PROVIDED TEXT =>
Did You Know
Did you know? It is illegal to sell a knife to anybody under the age of 18
Knife crime is devastating for victims their family and the wider commuinity. Knife attacks involving young people hit the headlines too frequently.
Effects of knife crime
Reports of stabbings in the news increase the fear and worry in the community. Some young people may feel that if other young people are carrying knives, they should be doing the same and carrying a knife for protection. More knives on the street only leads to one outcome – more people getting hurt.
If you are stabbed the wound and trauma to the body could tragically result in death. Although some people believe there are ‘safe’ areas of the body to stab this isn’t true. You have arteries which carry your precious blood all over your body. So a stab wound in the legs and arms should be treated as seriously as those in the neck or chest.
If you are stabbed and survive you could still experience long term physical effects. If you look at a stab wound it is usually a short wound on the surface of the skin - but very deep in your body, this will of course vary depending on the type of weapon used. This type of internal wound means that the affected area may be prone to infection and as a result never heal properly.
Ask yourself a question - Will the person who stabbed you have made sure their knife was clean and bacteria free? Not very nice but hopefully you get the idea.
- As a victim. If you survive being stabbed you will have still have experienced major trauma to your body. It is likely to take you a long time to heal. You might find it difficult going out on your own as you are frightened you might be attacked again. You survived and experienced a nasty crime and you may have bad dreams reliving what happened to you. It is likely to have an impact on your family and friends who will be worried for you. If you have been a victim of a crime please visit Victim Support for help and support.
- As the offender. If you really had the intention to stab and kill someone you may feel happy when you find out your victim has died. In reality this is not often the case. How do you think you will really feel? How will your family feel about what you have done? You are very likely to get caught, so will face a long time in prison. Are you ready and prepared to do this? These may be questions that you will have to answer if you do get charged with murder. Only you know the right answers.
Knife crime includes any crimes that involve the use of a sharpened weapon, blade or offensive weapon. The way these types of weapons can be used means there are a number of different types of knife crime.
There are also certain knives that are banned in the UK meaning you could be arrested and charged simply for owning one. These include; flick knives, butterfly knives, disguised knives, sword-sticks and gravity knives.
Two strikes rule. If you have been caught before with a knife, you could risk a more severe punishment if you are caught again. In a new law that was passed on July 17th 2015, if you are aged between 12 and 17 years and are caught twice with a knife, you are likely to face at least a 4 months detention and training order.
As a proportion of total crime, gun crime is very low in the UK. That being said the consequences are just as devastating.
Guns can be used in a number of different types of crimes with the intention to scare, injure or kill people. Crimes like robberies, hostage situations and murders could involve the use of a weapon such as a gun.
Imitation guns like BB Guns
are often sold as toys in the UK. Even though they do not fire out real bullets, they can still cause serious harm to others. Under the Firearms Act 1968, “An imitation firearm is anything which has the appearance of being a firearm”- this includes BB Guns and Air guns. If you are seen carrying an ‘imitation firearm’ in public you could be given a sentence of six months in prison.

Data records
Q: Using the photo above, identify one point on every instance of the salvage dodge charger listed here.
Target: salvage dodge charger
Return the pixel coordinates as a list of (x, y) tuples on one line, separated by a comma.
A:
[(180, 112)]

BRIEF =>
In the knife crime text, rewrite the stretch from "Effects of knife" through "neck or chest.", replacing "arteries" with "blood vessels".

OUTPUT FOR THIS EXERCISE =>
Effects of knife crime
Reports of stabbings in the news increase the fear and worry in the community. Some young people may feel that if other young people are carrying knives, they should be doing the same and carrying a knife for protection. More knives on the street only leads to one outcome – more people getting hurt.
If you are stabbed the wound and trauma to the body could tragically result in death. Although some people believe there are ‘safe’ areas of the body to stab this isn’t true. You have blood vessels which carry your precious blood all over your body. So a stab wound in the legs and arms should be treated as seriously as those in the neck or chest.